(Records from a data collection)
....

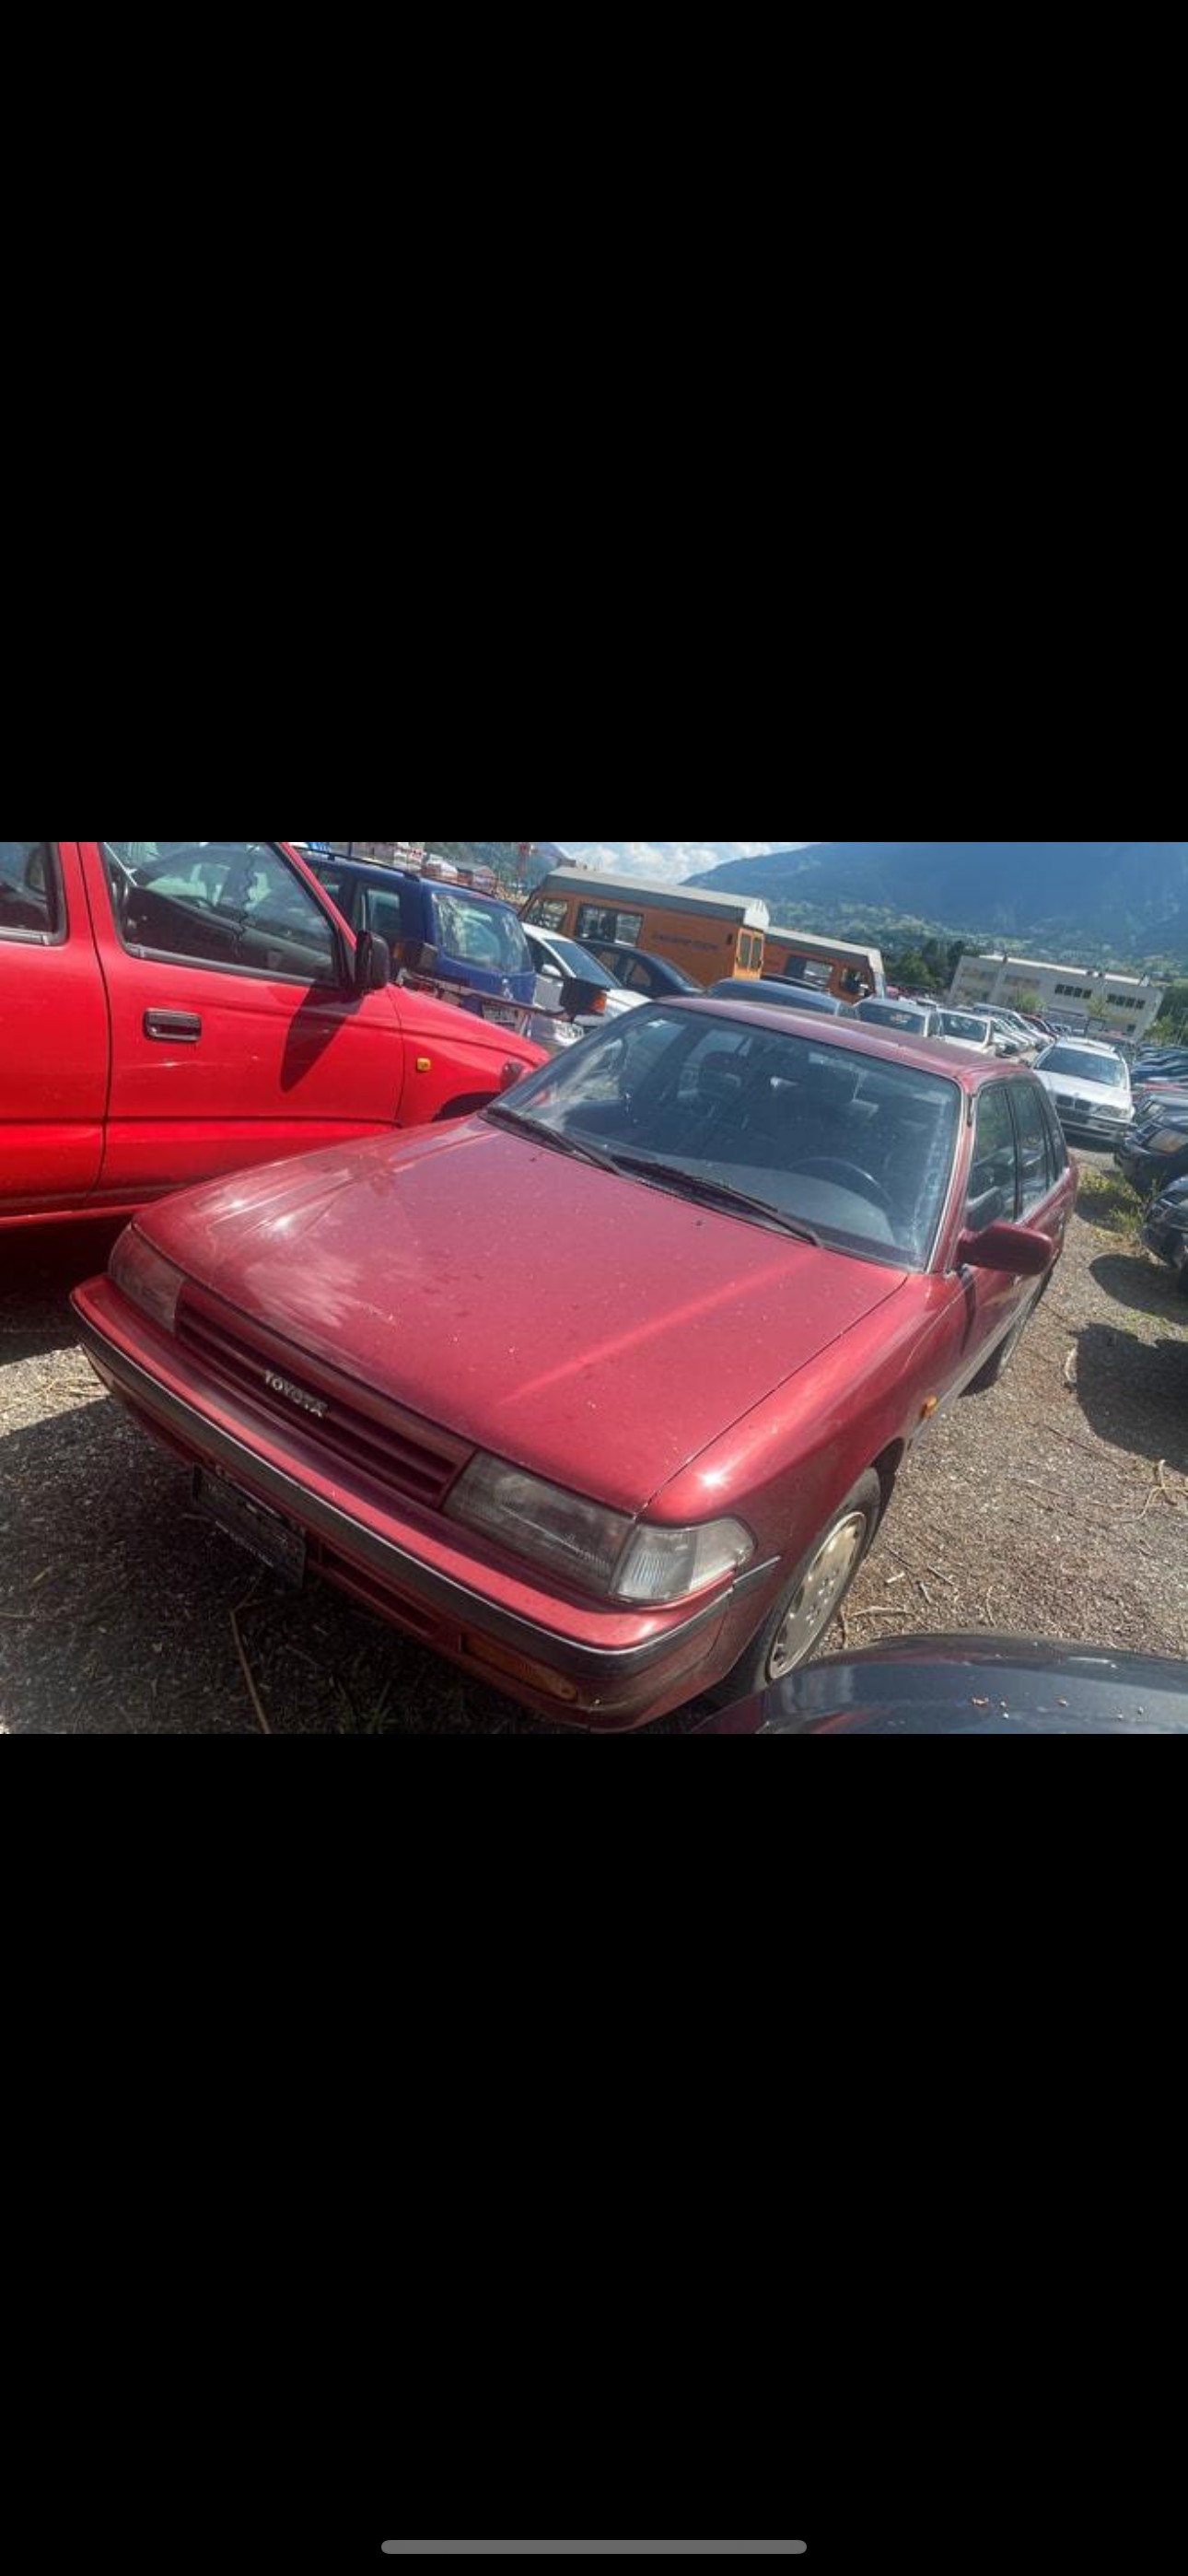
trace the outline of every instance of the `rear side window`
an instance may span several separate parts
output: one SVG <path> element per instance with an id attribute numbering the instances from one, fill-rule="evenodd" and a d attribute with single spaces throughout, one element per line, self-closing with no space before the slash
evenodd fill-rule
<path id="1" fill-rule="evenodd" d="M 1037 1089 L 1044 1124 L 1048 1130 L 1048 1168 L 1052 1175 L 1052 1186 L 1055 1188 L 1057 1181 L 1063 1180 L 1068 1170 L 1068 1146 L 1064 1141 L 1064 1129 L 1056 1115 L 1049 1093 L 1044 1090 L 1042 1083 L 1037 1085 Z"/>
<path id="2" fill-rule="evenodd" d="M 0 841 L 0 939 L 62 939 L 66 908 L 54 841 Z"/>
<path id="3" fill-rule="evenodd" d="M 1014 1217 L 1018 1191 L 1018 1150 L 1005 1082 L 980 1093 L 974 1129 L 973 1169 L 965 1222 L 971 1234 Z"/>
<path id="4" fill-rule="evenodd" d="M 631 993 L 653 993 L 656 989 L 656 978 L 642 957 L 624 958 L 619 974 Z"/>
<path id="5" fill-rule="evenodd" d="M 344 921 L 349 921 L 351 917 L 351 898 L 348 892 L 346 878 L 341 874 L 341 872 L 336 873 L 333 868 L 319 867 L 316 860 L 312 861 L 311 864 L 319 885 L 325 886 L 331 903 L 336 903 Z"/>
<path id="6" fill-rule="evenodd" d="M 389 948 L 398 948 L 406 936 L 404 912 L 398 894 L 381 894 L 378 886 L 367 889 L 367 927 L 377 939 L 386 939 Z"/>
<path id="7" fill-rule="evenodd" d="M 1009 1089 L 1019 1130 L 1019 1214 L 1027 1217 L 1041 1206 L 1053 1186 L 1051 1143 L 1038 1082 L 1012 1082 Z"/>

....

> PROBLEM DETAILS: Reproduce each entry precisely; the pictures stay out.

> SOLUTION TO THIS PROBLEM:
trace the outline of every instance of the `rear side window`
an instance may span several separate parts
output: one SVG <path> element per instance with an id attribute numbering the instances from one, fill-rule="evenodd" and a d attribute with single spaces throughout, one element per line, self-closing with no space before the slash
evenodd fill-rule
<path id="1" fill-rule="evenodd" d="M 1037 1089 L 1044 1124 L 1048 1130 L 1048 1168 L 1052 1175 L 1052 1186 L 1055 1188 L 1057 1181 L 1063 1180 L 1068 1170 L 1068 1146 L 1064 1141 L 1064 1129 L 1056 1115 L 1049 1093 L 1044 1090 L 1042 1083 L 1037 1085 Z"/>
<path id="2" fill-rule="evenodd" d="M 0 841 L 0 939 L 62 939 L 66 908 L 54 841 Z"/>
<path id="3" fill-rule="evenodd" d="M 1014 1217 L 1018 1191 L 1018 1150 L 1005 1082 L 980 1093 L 974 1129 L 973 1169 L 965 1222 L 971 1234 Z"/>
<path id="4" fill-rule="evenodd" d="M 631 993 L 653 993 L 656 989 L 656 978 L 642 957 L 624 958 L 619 974 Z"/>
<path id="5" fill-rule="evenodd" d="M 344 921 L 349 921 L 351 917 L 351 898 L 348 892 L 346 878 L 341 874 L 341 872 L 336 873 L 333 868 L 319 867 L 316 860 L 312 861 L 311 864 L 319 885 L 325 886 L 331 903 L 336 903 Z"/>
<path id="6" fill-rule="evenodd" d="M 389 948 L 398 948 L 406 936 L 404 912 L 398 894 L 381 894 L 378 886 L 367 889 L 367 927 L 377 939 L 386 939 Z"/>
<path id="7" fill-rule="evenodd" d="M 1009 1089 L 1019 1130 L 1019 1214 L 1027 1217 L 1041 1206 L 1053 1186 L 1051 1143 L 1038 1082 L 1012 1082 Z"/>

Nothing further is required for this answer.